◆ THE TASK: Reproduce the listing word for word. Skip any image.

◆ SOURCE RECORDS:

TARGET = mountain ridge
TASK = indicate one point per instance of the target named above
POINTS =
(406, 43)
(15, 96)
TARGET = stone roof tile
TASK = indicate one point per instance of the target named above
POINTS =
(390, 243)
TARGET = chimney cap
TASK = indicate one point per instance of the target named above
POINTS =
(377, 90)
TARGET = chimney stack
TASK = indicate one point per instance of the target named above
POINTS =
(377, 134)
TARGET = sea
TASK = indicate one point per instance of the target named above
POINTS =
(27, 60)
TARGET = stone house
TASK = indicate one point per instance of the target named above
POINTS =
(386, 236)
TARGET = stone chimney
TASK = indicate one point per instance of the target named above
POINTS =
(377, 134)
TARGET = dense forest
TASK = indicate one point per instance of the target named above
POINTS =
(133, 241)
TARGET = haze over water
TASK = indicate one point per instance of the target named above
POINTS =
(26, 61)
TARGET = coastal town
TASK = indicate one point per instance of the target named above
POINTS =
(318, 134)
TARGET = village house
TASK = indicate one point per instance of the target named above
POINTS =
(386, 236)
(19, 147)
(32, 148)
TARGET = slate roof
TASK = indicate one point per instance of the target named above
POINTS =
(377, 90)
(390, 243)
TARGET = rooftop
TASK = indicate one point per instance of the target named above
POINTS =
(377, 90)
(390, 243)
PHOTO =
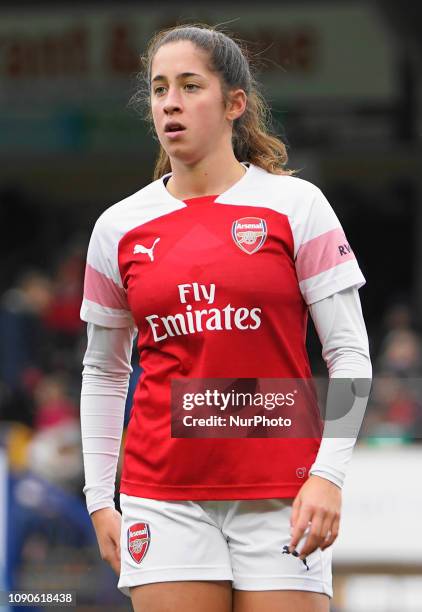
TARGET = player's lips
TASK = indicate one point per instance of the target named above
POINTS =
(172, 129)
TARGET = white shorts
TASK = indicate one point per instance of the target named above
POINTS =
(237, 540)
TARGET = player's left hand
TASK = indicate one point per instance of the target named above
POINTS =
(317, 506)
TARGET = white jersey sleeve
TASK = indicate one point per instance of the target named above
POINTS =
(325, 262)
(104, 300)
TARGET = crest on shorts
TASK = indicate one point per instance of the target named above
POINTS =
(249, 233)
(138, 539)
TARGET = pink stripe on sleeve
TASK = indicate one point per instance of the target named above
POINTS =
(322, 253)
(102, 290)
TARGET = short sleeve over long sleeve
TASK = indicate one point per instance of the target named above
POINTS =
(325, 262)
(104, 299)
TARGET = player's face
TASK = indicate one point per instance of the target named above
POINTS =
(187, 103)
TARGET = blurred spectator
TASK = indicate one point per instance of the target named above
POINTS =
(401, 353)
(53, 406)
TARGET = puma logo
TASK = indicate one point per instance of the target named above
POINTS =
(139, 248)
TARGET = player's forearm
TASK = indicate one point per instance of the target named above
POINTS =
(105, 381)
(102, 416)
(340, 326)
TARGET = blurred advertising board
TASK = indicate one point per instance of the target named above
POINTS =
(66, 75)
(382, 498)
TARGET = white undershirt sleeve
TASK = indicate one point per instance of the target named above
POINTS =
(105, 381)
(340, 326)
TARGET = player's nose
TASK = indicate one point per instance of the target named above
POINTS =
(173, 101)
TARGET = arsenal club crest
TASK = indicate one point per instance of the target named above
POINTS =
(249, 233)
(138, 539)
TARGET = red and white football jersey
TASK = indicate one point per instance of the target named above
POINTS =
(218, 287)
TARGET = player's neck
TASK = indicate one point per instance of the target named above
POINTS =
(208, 177)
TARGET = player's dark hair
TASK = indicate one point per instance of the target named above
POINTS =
(252, 140)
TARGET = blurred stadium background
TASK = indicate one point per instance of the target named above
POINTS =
(344, 82)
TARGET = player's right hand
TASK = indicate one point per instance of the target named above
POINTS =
(107, 523)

◆ ANSWER TO THE EXERCISE:
TARGET = mountain ridge
TASK = indicate one point per instance of the target named above
POINTS =
(406, 43)
(15, 96)
TARGET = stone roof tile
TASK = indicate one point per instance of the target named above
POINTS =
(390, 243)
TARGET = chimney cap
TASK = indicate one point per instance of the target named above
POINTS =
(377, 90)
TARGET = chimney stack
TASK = indicate one point per instance of the target named above
POINTS =
(377, 134)
TARGET = sea
TASK = indicate one point per instance of the target named above
POINTS =
(27, 60)
TARGET = stone house
TASK = indicate one point per instance of the target named above
POINTS =
(386, 236)
TARGET = stone chimney
TASK = indicate one point per instance of the target named above
POINTS =
(377, 134)
TARGET = dense forest
TASK = indicate one point per instance of the target named above
POINTS =
(133, 241)
TARGET = haze over water
TASK = indicate one point per instance of the target named above
POINTS =
(26, 61)
TARGET = coastal town
TASK = indicate one point per instance of the target named above
POINTS =
(318, 134)
TARGET = village house
TASK = indicate one point per instance of the target named above
POINTS =
(386, 236)
(19, 147)
(32, 148)
TARGET = slate roof
TASK = indicate one point per instance of the target named above
POINTS =
(377, 90)
(390, 243)
TARGET = rooftop
TASK = indicate one point per instance of the target named above
POINTS =
(377, 90)
(390, 243)
PHOTO =
TARGET = player's lips
TASK = indicate one point per instance of the target named above
POINTS =
(172, 129)
TARGET = white shorts
TASK = indicate one point per instance of the target named above
POINTS =
(237, 540)
TARGET = player's left hand
TASK = indicate one point per instance of the target named above
POINTS =
(317, 506)
TARGET = white jersey sleeve
TASK = indicate one point per instance of the target named above
POINTS =
(325, 262)
(104, 300)
TARGET = crest on shorts
TASK = indicate one point per instance of the target named above
POINTS =
(249, 233)
(138, 539)
TARGET = pink stripe on sleeve
TASK = indicate one point per instance of the target named above
POINTS =
(322, 253)
(102, 290)
TARGET = short sleeve over long sleeve
TASK = indicate one point per instance of the target named above
POINTS =
(325, 262)
(104, 299)
TARGET = player's face
TASK = indicate one point per instance of the target named above
POINTS =
(187, 103)
TARGET = blurred spectator
TASK = indicate one point per instance of the target named above
POINTS =
(401, 353)
(53, 406)
TARGET = puma logo
TASK = indicate one point per instance of the target named above
POINTS =
(139, 248)
TARGET = player's forearm
TASK = indicate one point per instance of the target named above
POINTS =
(105, 381)
(102, 416)
(340, 326)
TARGET = blurred advertising board
TASK = indicate one point per instance of the target named above
POINTS =
(66, 75)
(382, 498)
TARGET = white undershirt sleeve
TASK = indicate one point per instance of the target named above
POINTS =
(105, 381)
(340, 326)
TARGET = player's nose
TASK = indicate one point per instance of the target named above
POINTS =
(173, 101)
TARGET = arsenal club crest
TASK = indicate one point per instance of the target named above
POINTS =
(249, 233)
(138, 539)
TARGET = red and white football jersey
TASK = indicate one point per instance of the target named above
POINTS =
(218, 287)
TARGET = player's neck
TASK = indicate one point per instance of the target named above
POINTS =
(208, 177)
TARGET = player's dark hair
TASK = indicate one point per instance of the target named above
POINTS =
(252, 140)
TARGET = blurred stadium background
TASK = indicate one point per instance of the target named above
POINTS =
(344, 82)
TARGET = player's right hand
TASK = indicate one point per instance of the target named above
POINTS =
(107, 523)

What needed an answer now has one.